◆ Stated exercise:
Please copy the entries starting at the line that has "Could you point at the treeline" and ending after the line that has "Query: treeline", substituting "forest edge" for "treeline" and keeping everything else the same.

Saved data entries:
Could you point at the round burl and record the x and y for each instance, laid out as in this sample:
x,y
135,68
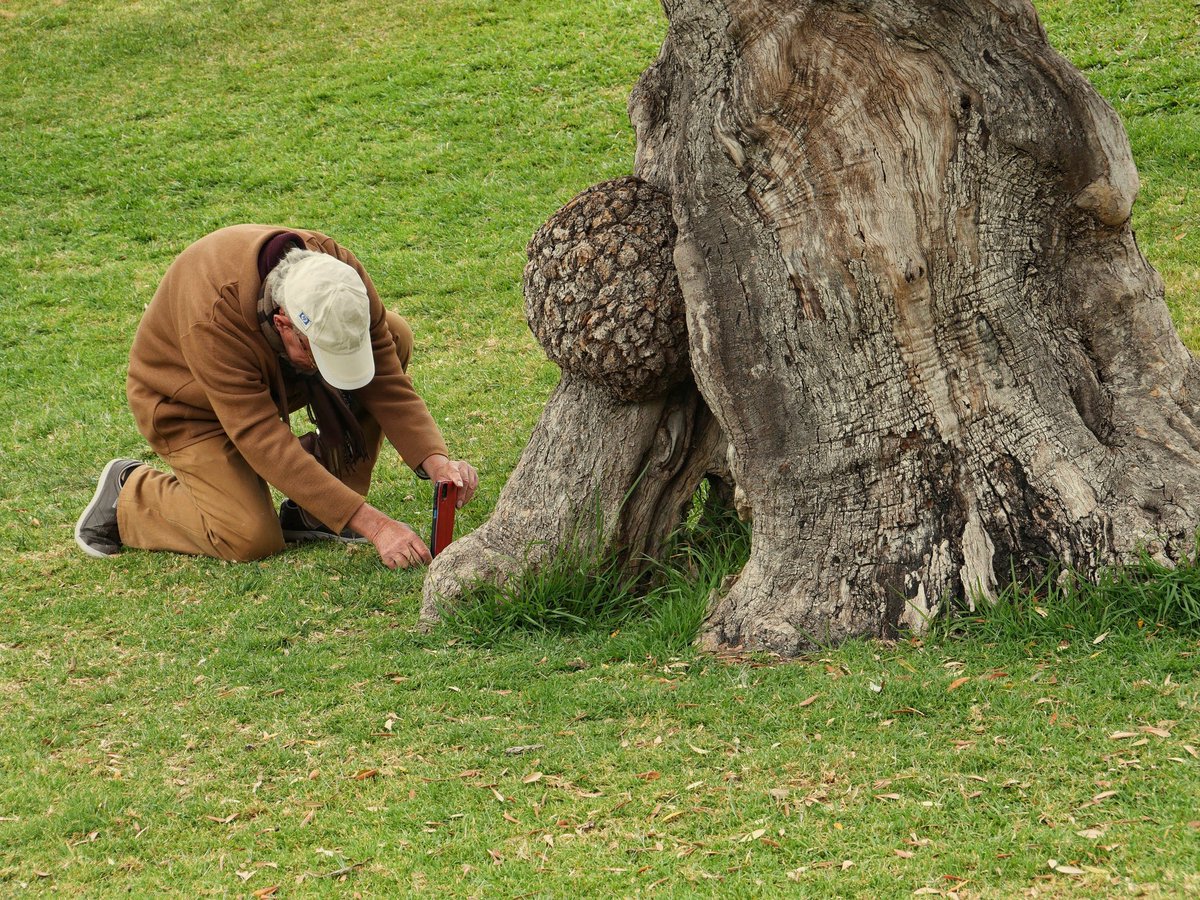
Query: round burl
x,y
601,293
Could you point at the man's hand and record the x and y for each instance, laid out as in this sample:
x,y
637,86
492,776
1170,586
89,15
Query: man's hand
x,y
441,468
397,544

---

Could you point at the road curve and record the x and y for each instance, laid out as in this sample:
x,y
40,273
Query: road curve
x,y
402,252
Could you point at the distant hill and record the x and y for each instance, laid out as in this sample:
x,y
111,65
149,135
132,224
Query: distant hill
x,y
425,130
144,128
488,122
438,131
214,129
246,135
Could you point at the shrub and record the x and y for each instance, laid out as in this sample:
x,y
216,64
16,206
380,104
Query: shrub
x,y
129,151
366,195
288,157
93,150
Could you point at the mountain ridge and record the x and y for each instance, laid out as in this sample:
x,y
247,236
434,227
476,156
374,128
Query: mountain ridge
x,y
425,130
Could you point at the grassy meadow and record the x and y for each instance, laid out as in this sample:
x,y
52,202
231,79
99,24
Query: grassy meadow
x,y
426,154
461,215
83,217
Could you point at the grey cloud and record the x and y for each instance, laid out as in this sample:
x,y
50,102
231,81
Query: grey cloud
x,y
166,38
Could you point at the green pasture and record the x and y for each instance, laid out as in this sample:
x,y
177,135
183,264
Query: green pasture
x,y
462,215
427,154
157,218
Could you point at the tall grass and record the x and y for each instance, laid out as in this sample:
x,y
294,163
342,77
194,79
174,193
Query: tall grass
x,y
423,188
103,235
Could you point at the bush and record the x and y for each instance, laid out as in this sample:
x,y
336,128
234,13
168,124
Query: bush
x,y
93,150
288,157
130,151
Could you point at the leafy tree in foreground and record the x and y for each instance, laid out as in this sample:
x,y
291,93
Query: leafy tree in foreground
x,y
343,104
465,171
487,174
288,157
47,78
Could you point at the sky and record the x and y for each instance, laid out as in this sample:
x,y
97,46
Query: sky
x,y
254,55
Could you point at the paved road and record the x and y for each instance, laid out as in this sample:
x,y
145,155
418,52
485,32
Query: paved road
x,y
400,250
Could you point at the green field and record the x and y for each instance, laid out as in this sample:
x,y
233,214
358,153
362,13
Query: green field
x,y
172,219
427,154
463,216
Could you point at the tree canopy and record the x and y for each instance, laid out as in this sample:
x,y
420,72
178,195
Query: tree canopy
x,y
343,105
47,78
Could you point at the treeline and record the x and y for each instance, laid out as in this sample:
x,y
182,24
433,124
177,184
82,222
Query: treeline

◆ Finished answer:
Could you point at the forest edge and record the x and y for each instance, laid out as in this sample:
x,y
182,24
433,124
177,184
82,222
Query: forest edge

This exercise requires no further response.